(Object point labels)

::::::::::

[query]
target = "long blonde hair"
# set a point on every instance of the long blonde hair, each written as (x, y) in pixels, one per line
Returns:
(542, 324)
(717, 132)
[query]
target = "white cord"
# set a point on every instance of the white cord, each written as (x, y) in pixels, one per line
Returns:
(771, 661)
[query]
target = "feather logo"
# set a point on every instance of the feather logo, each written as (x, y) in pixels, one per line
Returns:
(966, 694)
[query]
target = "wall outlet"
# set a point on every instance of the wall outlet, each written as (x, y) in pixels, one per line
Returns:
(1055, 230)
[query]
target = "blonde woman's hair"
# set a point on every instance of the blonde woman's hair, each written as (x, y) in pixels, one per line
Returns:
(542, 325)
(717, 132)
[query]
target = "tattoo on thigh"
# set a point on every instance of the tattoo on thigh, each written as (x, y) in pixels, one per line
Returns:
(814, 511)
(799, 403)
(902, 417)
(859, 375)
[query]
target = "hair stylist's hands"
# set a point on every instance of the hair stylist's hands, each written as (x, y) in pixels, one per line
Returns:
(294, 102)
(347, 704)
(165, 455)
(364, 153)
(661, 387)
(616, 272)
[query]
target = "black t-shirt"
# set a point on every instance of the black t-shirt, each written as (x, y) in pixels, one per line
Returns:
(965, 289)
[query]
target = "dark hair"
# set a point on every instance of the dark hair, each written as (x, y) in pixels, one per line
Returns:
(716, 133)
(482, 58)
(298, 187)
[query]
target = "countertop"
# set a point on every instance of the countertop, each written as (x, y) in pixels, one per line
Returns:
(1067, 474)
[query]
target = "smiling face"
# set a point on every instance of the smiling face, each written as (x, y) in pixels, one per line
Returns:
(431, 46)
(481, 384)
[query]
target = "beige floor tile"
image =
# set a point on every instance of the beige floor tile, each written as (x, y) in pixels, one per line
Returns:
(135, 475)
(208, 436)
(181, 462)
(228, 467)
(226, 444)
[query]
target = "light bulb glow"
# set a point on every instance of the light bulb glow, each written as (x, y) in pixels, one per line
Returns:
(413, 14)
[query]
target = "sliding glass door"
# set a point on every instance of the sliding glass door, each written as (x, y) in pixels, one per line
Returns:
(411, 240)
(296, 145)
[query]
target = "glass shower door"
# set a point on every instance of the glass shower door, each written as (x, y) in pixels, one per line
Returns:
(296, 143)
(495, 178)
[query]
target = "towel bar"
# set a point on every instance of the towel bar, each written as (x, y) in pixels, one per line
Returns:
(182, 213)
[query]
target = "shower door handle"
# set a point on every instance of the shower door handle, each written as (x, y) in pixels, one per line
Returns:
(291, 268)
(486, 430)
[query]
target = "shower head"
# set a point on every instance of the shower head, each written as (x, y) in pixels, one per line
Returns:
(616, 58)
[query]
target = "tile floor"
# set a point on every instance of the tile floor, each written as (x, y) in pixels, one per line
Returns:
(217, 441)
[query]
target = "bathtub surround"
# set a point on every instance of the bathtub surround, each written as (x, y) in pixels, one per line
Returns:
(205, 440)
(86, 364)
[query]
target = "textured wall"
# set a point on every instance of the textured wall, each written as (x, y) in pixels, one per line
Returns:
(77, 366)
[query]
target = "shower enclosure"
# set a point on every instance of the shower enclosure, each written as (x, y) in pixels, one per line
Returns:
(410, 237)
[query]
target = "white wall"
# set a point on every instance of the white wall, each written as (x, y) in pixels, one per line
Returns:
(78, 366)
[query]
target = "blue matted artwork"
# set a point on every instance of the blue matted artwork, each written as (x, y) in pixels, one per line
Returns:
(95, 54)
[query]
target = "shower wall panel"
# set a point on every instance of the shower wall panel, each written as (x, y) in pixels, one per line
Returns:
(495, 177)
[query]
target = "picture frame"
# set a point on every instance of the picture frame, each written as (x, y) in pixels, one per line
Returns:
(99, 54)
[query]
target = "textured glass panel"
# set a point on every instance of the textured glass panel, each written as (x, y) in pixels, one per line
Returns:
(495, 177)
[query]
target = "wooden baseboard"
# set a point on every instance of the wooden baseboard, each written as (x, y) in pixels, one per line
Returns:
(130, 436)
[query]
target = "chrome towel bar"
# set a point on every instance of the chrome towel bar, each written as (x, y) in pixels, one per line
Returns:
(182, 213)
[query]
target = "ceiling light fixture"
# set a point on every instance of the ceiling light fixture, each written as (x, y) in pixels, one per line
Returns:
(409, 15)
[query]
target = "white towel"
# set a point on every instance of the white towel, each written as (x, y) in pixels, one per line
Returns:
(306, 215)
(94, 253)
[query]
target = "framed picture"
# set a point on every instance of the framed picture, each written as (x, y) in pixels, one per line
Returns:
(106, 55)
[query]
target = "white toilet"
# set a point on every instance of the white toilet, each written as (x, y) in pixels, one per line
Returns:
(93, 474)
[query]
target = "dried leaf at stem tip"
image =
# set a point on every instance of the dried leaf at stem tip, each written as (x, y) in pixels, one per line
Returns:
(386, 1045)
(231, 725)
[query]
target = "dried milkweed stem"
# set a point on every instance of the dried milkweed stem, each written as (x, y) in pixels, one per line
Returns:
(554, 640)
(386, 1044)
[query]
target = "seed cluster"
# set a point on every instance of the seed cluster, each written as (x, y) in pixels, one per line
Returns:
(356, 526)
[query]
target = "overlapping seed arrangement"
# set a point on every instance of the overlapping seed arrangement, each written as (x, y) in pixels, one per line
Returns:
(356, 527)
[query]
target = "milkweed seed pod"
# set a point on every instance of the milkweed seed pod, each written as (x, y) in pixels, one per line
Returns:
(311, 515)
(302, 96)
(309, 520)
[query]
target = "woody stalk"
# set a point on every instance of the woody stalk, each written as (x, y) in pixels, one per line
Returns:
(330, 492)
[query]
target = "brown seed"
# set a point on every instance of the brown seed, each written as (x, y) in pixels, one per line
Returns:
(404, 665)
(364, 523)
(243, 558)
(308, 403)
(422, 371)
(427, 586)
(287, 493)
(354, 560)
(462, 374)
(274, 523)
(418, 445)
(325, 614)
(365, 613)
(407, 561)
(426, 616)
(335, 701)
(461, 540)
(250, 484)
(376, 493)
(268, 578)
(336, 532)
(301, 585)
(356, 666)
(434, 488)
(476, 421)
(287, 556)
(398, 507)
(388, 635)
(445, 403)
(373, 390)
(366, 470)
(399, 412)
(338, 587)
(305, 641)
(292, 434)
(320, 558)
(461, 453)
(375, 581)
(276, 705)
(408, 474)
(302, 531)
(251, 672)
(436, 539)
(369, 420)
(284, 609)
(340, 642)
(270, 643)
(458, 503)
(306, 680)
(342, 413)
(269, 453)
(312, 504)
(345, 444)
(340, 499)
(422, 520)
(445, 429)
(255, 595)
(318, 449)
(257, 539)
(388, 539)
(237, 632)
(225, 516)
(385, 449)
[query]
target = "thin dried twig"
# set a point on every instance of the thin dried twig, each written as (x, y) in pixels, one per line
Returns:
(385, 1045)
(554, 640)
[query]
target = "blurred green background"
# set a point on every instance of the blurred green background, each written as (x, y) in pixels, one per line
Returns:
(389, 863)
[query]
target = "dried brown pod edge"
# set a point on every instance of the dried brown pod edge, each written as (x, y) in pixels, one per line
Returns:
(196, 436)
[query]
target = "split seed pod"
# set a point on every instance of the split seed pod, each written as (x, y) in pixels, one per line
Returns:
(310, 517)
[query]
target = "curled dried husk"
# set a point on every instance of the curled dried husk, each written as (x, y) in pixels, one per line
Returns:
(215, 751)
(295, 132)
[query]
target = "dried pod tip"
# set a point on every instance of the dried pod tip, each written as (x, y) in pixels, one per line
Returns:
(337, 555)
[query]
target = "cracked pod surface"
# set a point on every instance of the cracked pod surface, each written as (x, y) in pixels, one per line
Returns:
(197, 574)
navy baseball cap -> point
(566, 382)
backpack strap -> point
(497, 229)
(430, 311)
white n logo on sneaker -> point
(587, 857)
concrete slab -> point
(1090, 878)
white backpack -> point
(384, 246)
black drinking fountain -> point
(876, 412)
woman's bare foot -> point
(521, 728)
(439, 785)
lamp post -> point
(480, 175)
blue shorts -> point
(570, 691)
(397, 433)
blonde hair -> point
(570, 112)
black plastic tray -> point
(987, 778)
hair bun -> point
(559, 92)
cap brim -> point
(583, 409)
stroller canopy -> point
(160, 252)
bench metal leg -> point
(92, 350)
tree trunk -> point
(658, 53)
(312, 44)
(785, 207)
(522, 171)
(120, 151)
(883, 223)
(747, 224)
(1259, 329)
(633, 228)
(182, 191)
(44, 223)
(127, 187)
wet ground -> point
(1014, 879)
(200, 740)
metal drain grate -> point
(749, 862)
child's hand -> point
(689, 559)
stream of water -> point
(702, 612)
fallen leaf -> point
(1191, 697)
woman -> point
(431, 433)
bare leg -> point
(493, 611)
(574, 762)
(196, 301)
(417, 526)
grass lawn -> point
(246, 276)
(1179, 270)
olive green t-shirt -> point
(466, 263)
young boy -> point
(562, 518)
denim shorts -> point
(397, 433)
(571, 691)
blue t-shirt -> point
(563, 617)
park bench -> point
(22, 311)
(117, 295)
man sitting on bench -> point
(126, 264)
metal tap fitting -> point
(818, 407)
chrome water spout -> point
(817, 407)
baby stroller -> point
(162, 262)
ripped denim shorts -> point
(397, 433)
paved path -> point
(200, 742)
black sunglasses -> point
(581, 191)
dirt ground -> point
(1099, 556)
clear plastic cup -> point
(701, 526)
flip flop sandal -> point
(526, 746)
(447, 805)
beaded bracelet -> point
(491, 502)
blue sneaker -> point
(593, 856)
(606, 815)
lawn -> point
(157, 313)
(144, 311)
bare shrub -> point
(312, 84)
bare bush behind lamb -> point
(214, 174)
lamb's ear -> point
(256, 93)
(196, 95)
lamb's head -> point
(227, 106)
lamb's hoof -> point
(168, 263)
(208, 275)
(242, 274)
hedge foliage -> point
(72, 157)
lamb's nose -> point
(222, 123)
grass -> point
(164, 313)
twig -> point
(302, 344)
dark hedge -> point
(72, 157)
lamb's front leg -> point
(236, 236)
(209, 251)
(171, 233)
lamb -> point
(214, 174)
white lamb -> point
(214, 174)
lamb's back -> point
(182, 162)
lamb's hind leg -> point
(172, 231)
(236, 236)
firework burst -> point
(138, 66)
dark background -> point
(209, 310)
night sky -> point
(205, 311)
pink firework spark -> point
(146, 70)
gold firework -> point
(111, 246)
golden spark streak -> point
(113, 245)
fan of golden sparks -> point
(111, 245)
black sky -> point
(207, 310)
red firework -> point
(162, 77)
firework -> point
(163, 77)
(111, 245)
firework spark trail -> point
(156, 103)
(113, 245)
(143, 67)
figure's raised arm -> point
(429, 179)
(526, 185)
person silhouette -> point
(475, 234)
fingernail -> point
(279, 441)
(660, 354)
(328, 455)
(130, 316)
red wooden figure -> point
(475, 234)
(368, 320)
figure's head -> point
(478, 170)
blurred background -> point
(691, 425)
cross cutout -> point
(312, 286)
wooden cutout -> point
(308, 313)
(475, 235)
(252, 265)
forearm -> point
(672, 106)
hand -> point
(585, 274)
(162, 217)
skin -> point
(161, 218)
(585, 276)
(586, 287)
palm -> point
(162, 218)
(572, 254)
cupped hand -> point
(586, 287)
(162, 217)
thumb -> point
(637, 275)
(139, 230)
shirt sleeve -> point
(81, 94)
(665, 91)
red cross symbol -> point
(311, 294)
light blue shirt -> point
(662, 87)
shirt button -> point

::::::::::

Exercise goal:
Reproduce exactly the line containing "person silhouette -> point" and every line after it through the end of the records above, and nothing else.

Task result:
person silhouette -> point
(475, 234)
fingernail -> point
(279, 441)
(660, 354)
(328, 455)
(130, 316)
red wooden figure -> point
(475, 234)
(368, 320)
figure's head -> point
(478, 170)
blurred background -> point
(691, 425)
cross cutout -> point
(312, 286)
wooden cutout -> point
(308, 313)
(475, 235)
(252, 265)
forearm -> point
(672, 106)
hand -> point
(585, 274)
(162, 217)
skin -> point
(161, 218)
(585, 276)
(586, 287)
palm -> point
(162, 218)
(572, 254)
cupped hand -> point
(586, 287)
(162, 217)
thumb -> point
(637, 275)
(139, 230)
shirt sleeve -> point
(81, 94)
(665, 91)
red cross symbol -> point
(311, 294)
light blue shirt -> point
(662, 87)
shirt button -> point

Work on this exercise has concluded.